### SET TASK
Use the review of the Bell & Ross BR 05 Chrono below to decide whether each statement agrees with it. Answer yes or no and quote the words that settle it. 1. The BR 05 Chrono has a 42 mm case. 2. The three-hands-and-date BR 05 is 38 mm. 3. The chronograph's registers are round.

Up Close: Bell & Ross BR 05 Chrono

Large, thin, and sharply finished.

Bell & Ross’ integrated-bracelet sports watch gets an upgrade this year, with the bigger, and arguably better, BR 05 Chrono.

The new chronograph retains the design of the basic BR 05, but incorporates 1970s racing-chronograph style with its twin square registers. At the same time, the case design and finish work better on the larger format, but the case of the chronograph is surprisingly thin, resulting in an unusually slim profile on the wrist for what it is.

Initial thoughts

In the heavily-populated category of integrated-bracelet sports watches, the best value is typically found at the less obvious brands. In its class, the Chopard Alpine Eagle XL Chrono is just excellent, and so is the H. Moser & Cie. Streamliner, albeit in a higher price class.

In the affordable category, the BR 05 does well. The three-hands-and-date BR 05 is solidly executed and well priced, but looks and feels a little small, despite being 40 mm (and the skeleton version of the same is cooler but pricey). The best feature of the BR 05 is the case, which is neatly finished and nicely detailed, particularly in its price segment.

The new BR 05 Chrono fixes the size issue. It retains the same case and finishing, but grows it to 42 mm. The larger size is just right – the proportions that suit the look of the watch.

And design-wise the chronograph also works better – and looks more distinct than its time-only counterpart. The chronograph has a 1970s-racing-watch vibe, rather than the fashionable and more common integrated-bracelet, luxury-sports watch look. The secret to that are the square chronograph registers, a detail that instantly evokes the 1970s and brings to mind watches like the Heuer Monaco.

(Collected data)

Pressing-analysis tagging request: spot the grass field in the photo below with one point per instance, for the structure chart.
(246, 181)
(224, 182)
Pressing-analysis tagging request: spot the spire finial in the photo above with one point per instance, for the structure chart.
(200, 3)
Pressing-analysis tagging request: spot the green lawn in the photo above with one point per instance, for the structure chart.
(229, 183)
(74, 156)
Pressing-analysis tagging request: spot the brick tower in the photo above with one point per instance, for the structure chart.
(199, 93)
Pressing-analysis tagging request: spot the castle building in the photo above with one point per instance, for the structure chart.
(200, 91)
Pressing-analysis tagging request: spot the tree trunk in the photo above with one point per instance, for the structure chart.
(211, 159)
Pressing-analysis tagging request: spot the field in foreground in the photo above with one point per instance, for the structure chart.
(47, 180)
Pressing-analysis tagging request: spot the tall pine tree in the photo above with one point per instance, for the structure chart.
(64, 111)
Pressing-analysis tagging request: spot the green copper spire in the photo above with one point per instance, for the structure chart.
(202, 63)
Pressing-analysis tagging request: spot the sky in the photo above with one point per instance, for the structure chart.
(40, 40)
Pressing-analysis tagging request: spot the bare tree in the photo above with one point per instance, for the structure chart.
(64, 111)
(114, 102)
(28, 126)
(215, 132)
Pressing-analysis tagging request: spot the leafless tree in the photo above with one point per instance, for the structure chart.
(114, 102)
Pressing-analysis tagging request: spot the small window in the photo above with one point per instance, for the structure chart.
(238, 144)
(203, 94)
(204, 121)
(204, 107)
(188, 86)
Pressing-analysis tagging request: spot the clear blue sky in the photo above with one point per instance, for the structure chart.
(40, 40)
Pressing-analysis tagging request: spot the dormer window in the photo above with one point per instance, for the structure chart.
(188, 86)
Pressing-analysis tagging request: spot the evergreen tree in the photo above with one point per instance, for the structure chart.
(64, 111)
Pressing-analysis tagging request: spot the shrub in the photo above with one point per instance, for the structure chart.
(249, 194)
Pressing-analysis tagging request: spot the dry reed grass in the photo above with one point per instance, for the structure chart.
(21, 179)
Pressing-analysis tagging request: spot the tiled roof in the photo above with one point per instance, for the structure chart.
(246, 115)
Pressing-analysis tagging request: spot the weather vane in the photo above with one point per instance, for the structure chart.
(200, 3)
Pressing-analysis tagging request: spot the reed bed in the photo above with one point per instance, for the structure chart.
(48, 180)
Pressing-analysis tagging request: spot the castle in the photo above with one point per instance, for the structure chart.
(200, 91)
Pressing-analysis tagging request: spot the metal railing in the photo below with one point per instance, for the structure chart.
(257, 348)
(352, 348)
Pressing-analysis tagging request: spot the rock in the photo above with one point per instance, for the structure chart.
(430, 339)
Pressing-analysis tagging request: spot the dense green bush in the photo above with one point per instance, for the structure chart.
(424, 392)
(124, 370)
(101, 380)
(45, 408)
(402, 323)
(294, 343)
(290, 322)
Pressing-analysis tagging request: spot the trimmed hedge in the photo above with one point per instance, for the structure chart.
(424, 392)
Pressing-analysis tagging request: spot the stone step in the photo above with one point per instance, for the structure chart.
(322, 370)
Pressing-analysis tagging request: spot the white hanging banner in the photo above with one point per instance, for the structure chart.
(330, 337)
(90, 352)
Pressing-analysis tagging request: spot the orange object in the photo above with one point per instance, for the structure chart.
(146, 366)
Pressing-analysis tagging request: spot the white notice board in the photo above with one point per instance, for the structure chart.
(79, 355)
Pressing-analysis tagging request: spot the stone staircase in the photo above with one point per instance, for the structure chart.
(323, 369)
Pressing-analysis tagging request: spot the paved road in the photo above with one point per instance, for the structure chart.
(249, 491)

### FINAL ANSWER
1. Yes: "grows it to 42 mm."
2. No: "despite being 40 mm"
3. No: "its twin square registers"